[[ MATERIAL PROVIDED open ]]

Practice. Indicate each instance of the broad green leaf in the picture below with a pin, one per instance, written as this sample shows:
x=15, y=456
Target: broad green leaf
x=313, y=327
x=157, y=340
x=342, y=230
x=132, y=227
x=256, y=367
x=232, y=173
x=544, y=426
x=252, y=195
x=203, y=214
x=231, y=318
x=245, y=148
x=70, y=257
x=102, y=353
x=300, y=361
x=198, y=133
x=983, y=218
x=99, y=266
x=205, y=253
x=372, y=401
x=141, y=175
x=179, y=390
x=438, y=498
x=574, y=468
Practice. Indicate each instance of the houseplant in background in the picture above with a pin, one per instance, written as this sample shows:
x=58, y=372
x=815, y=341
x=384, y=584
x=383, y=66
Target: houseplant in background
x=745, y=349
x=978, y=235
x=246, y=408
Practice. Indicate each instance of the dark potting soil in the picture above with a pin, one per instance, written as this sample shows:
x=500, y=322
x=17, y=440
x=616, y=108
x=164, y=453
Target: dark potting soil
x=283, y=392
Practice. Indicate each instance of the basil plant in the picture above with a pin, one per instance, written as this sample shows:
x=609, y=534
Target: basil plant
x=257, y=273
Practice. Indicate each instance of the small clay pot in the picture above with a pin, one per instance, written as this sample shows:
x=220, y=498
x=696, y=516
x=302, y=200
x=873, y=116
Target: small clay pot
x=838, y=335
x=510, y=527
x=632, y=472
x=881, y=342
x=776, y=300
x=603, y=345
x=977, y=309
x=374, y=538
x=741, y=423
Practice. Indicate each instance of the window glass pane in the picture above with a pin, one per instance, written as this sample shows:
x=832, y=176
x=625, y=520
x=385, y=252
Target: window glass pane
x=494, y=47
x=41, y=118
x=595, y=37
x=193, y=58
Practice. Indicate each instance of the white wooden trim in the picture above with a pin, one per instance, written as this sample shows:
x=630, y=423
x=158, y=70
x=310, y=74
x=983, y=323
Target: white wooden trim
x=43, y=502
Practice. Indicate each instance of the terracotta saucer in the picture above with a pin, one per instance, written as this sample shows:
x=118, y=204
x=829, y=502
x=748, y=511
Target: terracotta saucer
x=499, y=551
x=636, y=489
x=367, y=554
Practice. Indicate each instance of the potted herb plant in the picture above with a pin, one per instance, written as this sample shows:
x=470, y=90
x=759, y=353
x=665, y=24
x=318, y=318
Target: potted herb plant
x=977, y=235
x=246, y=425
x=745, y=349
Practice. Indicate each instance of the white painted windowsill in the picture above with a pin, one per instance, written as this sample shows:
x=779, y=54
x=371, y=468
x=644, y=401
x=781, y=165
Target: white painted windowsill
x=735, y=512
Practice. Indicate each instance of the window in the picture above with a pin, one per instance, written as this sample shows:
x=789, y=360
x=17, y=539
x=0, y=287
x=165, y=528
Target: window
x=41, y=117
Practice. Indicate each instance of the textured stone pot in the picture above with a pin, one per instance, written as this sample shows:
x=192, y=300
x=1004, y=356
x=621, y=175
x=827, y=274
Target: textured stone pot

[[ MATERIAL PROVIDED closed ]]

**DIRECTIONS**: Retype the data in full, and keep every line identical to the original.

**ANSWER FOR THIS EXERCISE**:
Practice. Indicate each instance of the broad green leaf in the picture below with a pin, one per instance, written as this sample shows:
x=15, y=456
Target: broad green leaf
x=313, y=327
x=157, y=340
x=342, y=230
x=132, y=227
x=256, y=367
x=232, y=173
x=544, y=426
x=252, y=195
x=203, y=214
x=231, y=318
x=245, y=148
x=70, y=257
x=102, y=353
x=300, y=361
x=198, y=133
x=983, y=218
x=99, y=266
x=205, y=253
x=372, y=401
x=141, y=175
x=179, y=390
x=438, y=498
x=574, y=468
Practice. Indicate each instance of the houseplant in background in the picture above with a pin, one per instance, written as this sample shows:
x=58, y=372
x=815, y=341
x=384, y=584
x=383, y=66
Target: houseplant in background
x=745, y=349
x=978, y=235
x=246, y=408
Practice. Indicate each instance of the dark potting soil in the picture above with a pin, one per instance, written as this sample shows:
x=500, y=322
x=17, y=440
x=616, y=108
x=164, y=453
Target: dark potting soil
x=283, y=392
Practice. Indicate each instance of the basil plant in the picture above with a pin, one per instance, written as this sample shows:
x=609, y=534
Target: basil plant
x=257, y=273
Practice. Indicate each instance of the small clay pot in the picture above with a pin, one per instance, written as this sample shows:
x=220, y=498
x=696, y=516
x=302, y=200
x=873, y=116
Target: small clay pot
x=838, y=335
x=510, y=527
x=632, y=472
x=881, y=342
x=776, y=300
x=603, y=345
x=977, y=309
x=374, y=538
x=741, y=423
Practice. Indicate each instance of the window glass pane in the picture above with a pin, one per instance, written as this sample shows:
x=832, y=176
x=625, y=520
x=385, y=252
Target: window glass pane
x=494, y=47
x=41, y=118
x=595, y=37
x=193, y=58
Practice. Indicate each instance of the white wooden trim in the picture above with a pin, one per instance, written as this sample shows:
x=630, y=423
x=158, y=70
x=310, y=74
x=983, y=323
Target: white wooden trim
x=43, y=502
Practice. Indicate each instance of the terracotta saucer in the picture above with a pin, one per instance, written as this sample shows:
x=118, y=204
x=829, y=502
x=748, y=511
Target: terracotta saucer
x=499, y=551
x=636, y=489
x=367, y=554
Practice. Indicate each instance of the potted herb plant in the picture above with a pin, one per instance, written as this sample shows:
x=470, y=90
x=759, y=353
x=665, y=24
x=318, y=318
Target: potted herb plant
x=977, y=235
x=246, y=425
x=745, y=349
Practice. Indicate each instance of the white painted windowsill in the picture above with a pin, one per instance, written as this sample shows:
x=779, y=54
x=371, y=468
x=644, y=401
x=781, y=165
Target: white painted windowsill
x=735, y=512
Practice. Indicate each instance of the window in the picture above with a pin, one per instance, written as this sample shows:
x=789, y=360
x=17, y=539
x=0, y=287
x=165, y=528
Target: window
x=41, y=117
Practice. Indicate each instance of the textured stone pot in the picture above with a pin, one per instance, written as this sample shows:
x=192, y=300
x=1004, y=356
x=621, y=175
x=827, y=274
Target: textured stone pot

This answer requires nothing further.